Using the entries below, return word for word the lines from the one containing "task: segment the distant field" up to and including the last.

Shape boundary entries
>> start
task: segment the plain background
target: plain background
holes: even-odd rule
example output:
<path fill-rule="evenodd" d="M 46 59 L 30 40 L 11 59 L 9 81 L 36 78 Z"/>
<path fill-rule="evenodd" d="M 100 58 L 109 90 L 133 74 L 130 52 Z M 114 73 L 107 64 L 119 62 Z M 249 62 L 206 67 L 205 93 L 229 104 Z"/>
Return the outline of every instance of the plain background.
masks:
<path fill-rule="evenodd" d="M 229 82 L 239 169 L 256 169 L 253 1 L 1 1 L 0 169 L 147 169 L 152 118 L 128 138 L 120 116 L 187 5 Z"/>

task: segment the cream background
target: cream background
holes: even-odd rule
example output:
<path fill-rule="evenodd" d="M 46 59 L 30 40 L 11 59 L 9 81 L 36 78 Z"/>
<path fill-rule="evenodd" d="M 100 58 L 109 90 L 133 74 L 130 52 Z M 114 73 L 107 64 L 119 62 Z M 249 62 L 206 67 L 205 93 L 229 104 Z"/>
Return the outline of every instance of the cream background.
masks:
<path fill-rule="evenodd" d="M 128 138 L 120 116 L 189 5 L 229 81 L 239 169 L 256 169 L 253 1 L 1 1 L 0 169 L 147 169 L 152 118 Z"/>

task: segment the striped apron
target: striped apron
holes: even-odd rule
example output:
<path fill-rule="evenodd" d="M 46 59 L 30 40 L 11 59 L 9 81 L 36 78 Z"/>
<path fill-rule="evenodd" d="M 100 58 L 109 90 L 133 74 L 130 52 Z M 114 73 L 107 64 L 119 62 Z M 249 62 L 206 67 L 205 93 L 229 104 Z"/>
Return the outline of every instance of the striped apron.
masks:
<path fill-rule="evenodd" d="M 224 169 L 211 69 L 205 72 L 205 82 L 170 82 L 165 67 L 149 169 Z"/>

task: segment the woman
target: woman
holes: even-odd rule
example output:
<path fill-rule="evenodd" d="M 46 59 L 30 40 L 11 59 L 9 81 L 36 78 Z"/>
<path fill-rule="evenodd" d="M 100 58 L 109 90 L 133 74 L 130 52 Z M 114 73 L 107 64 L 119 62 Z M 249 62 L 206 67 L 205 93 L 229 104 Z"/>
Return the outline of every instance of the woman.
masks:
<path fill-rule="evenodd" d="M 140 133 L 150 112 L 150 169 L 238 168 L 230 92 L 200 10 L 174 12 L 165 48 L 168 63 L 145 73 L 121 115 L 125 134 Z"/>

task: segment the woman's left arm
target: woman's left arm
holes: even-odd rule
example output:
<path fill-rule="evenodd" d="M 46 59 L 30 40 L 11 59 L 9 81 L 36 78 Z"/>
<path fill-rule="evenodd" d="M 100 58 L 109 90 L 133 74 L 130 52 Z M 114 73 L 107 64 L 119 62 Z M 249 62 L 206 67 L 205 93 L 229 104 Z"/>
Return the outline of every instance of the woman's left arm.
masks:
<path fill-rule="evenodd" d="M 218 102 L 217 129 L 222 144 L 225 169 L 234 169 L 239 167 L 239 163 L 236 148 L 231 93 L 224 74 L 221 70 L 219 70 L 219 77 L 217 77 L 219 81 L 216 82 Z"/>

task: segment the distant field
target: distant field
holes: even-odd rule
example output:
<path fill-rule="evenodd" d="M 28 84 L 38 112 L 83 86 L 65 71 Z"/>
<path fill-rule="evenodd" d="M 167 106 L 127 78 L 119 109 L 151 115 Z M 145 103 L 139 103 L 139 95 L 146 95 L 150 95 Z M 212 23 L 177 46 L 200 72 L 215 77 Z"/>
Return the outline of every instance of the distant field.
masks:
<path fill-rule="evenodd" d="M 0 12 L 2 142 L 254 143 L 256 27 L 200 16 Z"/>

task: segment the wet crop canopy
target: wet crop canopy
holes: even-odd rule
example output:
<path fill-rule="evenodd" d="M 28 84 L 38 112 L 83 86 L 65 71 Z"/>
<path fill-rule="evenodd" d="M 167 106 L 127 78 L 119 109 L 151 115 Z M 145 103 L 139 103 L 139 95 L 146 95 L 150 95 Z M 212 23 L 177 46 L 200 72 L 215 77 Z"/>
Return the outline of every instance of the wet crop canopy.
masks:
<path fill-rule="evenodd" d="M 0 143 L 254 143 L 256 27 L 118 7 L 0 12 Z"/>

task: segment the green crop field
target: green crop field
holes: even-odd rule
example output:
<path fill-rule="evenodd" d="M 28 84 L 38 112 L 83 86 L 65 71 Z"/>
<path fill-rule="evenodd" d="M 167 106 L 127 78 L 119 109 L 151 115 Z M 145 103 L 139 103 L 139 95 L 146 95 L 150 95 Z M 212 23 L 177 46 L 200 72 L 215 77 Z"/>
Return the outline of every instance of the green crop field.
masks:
>> end
◆ Final answer
task: segment the distant field
target: distant field
holes: even-odd rule
example output:
<path fill-rule="evenodd" d="M 28 84 L 38 112 L 83 86 L 65 71 Z"/>
<path fill-rule="evenodd" d="M 167 106 L 127 78 L 119 109 L 151 115 Z M 145 103 L 139 103 L 139 95 L 146 95 L 150 95 Z M 212 23 L 177 46 L 200 72 L 215 77 Z"/>
Return the outline of every instance of the distant field.
masks:
<path fill-rule="evenodd" d="M 0 12 L 2 142 L 254 143 L 256 27 L 200 16 Z"/>

task: segment the wet crop canopy
target: wet crop canopy
holes: even-odd rule
example output:
<path fill-rule="evenodd" d="M 28 84 L 38 112 L 83 86 L 65 71 Z"/>
<path fill-rule="evenodd" d="M 167 106 L 127 78 L 119 109 L 151 115 Z M 145 103 L 139 103 L 139 95 L 146 95 L 150 95 Z M 212 23 L 177 46 L 200 72 L 215 77 Z"/>
Return the outline of every instance of the wet crop canopy.
masks:
<path fill-rule="evenodd" d="M 0 143 L 254 143 L 256 27 L 118 7 L 0 12 Z"/>

task: segment the green crop field
target: green crop field
holes: even-odd rule
example output:
<path fill-rule="evenodd" d="M 28 84 L 38 112 L 83 86 L 65 71 Z"/>
<path fill-rule="evenodd" d="M 167 106 L 127 78 L 119 109 L 151 115 Z M 145 103 L 139 103 L 139 95 L 146 95 L 150 95 Z M 212 23 L 177 46 L 200 72 L 215 77 Z"/>
Return the outline of every instance of the green crop field.
masks:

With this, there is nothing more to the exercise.